PROBLEM REQUIREMENTS |
Output the entries exactly as they appear. Pictures should not be included.

[Natural-language object grounding data]
Segment Open

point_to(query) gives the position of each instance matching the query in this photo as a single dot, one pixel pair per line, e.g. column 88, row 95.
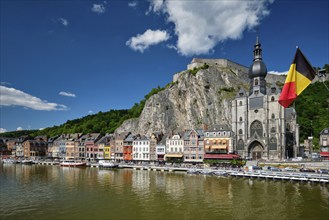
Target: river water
column 53, row 192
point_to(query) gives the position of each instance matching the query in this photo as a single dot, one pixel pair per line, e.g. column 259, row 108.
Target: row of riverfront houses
column 193, row 146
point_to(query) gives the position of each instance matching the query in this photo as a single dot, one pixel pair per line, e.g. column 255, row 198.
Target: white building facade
column 141, row 149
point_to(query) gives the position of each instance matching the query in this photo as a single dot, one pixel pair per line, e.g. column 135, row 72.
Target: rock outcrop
column 196, row 98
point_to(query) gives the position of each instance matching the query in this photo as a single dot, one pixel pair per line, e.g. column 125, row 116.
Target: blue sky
column 62, row 60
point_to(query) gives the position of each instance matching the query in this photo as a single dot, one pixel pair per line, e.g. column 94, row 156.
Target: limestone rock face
column 192, row 101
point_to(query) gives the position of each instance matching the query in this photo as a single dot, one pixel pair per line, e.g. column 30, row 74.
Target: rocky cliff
column 197, row 97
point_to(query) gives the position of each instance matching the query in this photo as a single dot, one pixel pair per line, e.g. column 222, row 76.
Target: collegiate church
column 263, row 128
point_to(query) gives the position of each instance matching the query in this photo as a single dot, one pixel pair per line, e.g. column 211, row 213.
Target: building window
column 273, row 143
column 240, row 145
column 256, row 128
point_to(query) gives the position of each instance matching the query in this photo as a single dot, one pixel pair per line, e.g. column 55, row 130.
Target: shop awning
column 221, row 156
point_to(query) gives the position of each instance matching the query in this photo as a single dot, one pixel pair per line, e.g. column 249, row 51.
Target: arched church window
column 256, row 128
column 240, row 145
column 273, row 143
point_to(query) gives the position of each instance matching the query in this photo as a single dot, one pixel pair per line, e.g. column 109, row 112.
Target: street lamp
column 310, row 144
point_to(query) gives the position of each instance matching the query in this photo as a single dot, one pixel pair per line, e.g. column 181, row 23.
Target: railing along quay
column 298, row 176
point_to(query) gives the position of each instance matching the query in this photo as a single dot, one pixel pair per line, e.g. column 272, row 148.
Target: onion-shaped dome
column 258, row 68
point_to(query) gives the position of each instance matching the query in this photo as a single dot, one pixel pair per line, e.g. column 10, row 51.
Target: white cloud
column 278, row 73
column 98, row 8
column 132, row 4
column 201, row 25
column 2, row 130
column 63, row 21
column 14, row 97
column 5, row 83
column 68, row 94
column 147, row 39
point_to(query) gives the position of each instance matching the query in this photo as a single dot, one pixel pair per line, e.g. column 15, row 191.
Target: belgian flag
column 300, row 75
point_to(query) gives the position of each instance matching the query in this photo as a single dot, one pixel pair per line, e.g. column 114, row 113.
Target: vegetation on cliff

Segment Closed

ANSWER TO THE PROBLEM |
point_to(query) gives the position of each instance matching the query in this photo as a single dot, one pixel pair per line, e.g. column 88, row 95.
Target: river water
column 53, row 192
point_to(query) gives the position of each instance matching the query in this photo as a single dot, one pixel pair per line, e.g. column 259, row 108.
Target: row of riverfront houses
column 193, row 146
point_to(query) gives the position of each instance matching the query in this photo as a single dot, one pixel pair per line, e.g. column 255, row 198.
Target: white building facade
column 141, row 149
point_to(query) gives the position of each instance matching the query in this photo as a single dot, one pixel pair per line, e.g. column 135, row 72.
Target: rock outcrop
column 196, row 98
point_to(query) gives the position of each instance matching the query in this photo as a single dot, one pixel pair per line, e.g. column 125, row 116.
Target: blue sky
column 62, row 60
point_to(query) gives the position of each instance matching the query in this photo as a single dot, one pixel pair per line, e.g. column 94, row 156.
Target: limestone rock face
column 192, row 101
point_to(query) gives the position of each instance matching the query in this photo as a single dot, one pixel pair per line, e.g. column 30, row 74.
Target: rocky cliff
column 197, row 97
point_to(query) gives the position of each instance matching the query in this photo as a single dot, one pixel pair per line, e.g. column 222, row 76.
Target: collegiate church
column 263, row 128
point_to(query) gives the position of each instance matching the query in this photo as a single dot, one pixel pair per line, e.g. column 211, row 213.
Target: building window
column 273, row 143
column 240, row 145
column 256, row 128
point_to(query) gives the position of each instance matching the query in this photo as a single dot, one pixel pair per line, e.g. column 55, row 130.
Target: shop awning
column 221, row 156
point_to(query) gives the position of each instance matching the query in this photo as a single dot, one pixel pair per line, e.g. column 249, row 51.
Target: arched church window
column 256, row 128
column 240, row 145
column 273, row 143
point_to(query) gives the position of each instance matching the query in this photo as a single dot, one pixel pair per line, e.g. column 109, row 112.
Target: street lamp
column 310, row 144
point_to(query) gives the position of each instance matching the query in this photo as a single dot, one pixel pair per line, e.g. column 181, row 23.
Target: railing along quay
column 298, row 176
point_to(query) gives the position of each instance matching the query in this photo as a single dot, one pixel pair per line, e.g. column 272, row 148.
Target: onion-shaped dome
column 258, row 68
point_to(query) gives the position of each instance matching the query in this photo as a single dot, one pixel pair per line, e.g. column 10, row 51.
Target: white cloud
column 278, row 73
column 98, row 8
column 132, row 4
column 201, row 25
column 2, row 130
column 63, row 21
column 14, row 97
column 5, row 83
column 68, row 94
column 147, row 39
point_to(query) gives the position of each instance matching the query in this photo as a single dot, one pixel pair per line, e.g. column 15, row 191.
Target: belgian flag
column 300, row 75
point_to(query) gives the position of each instance matching the query in this photo as a single dot, one pixel pair per line, e.g. column 114, row 113.
Target: vegetation on cliff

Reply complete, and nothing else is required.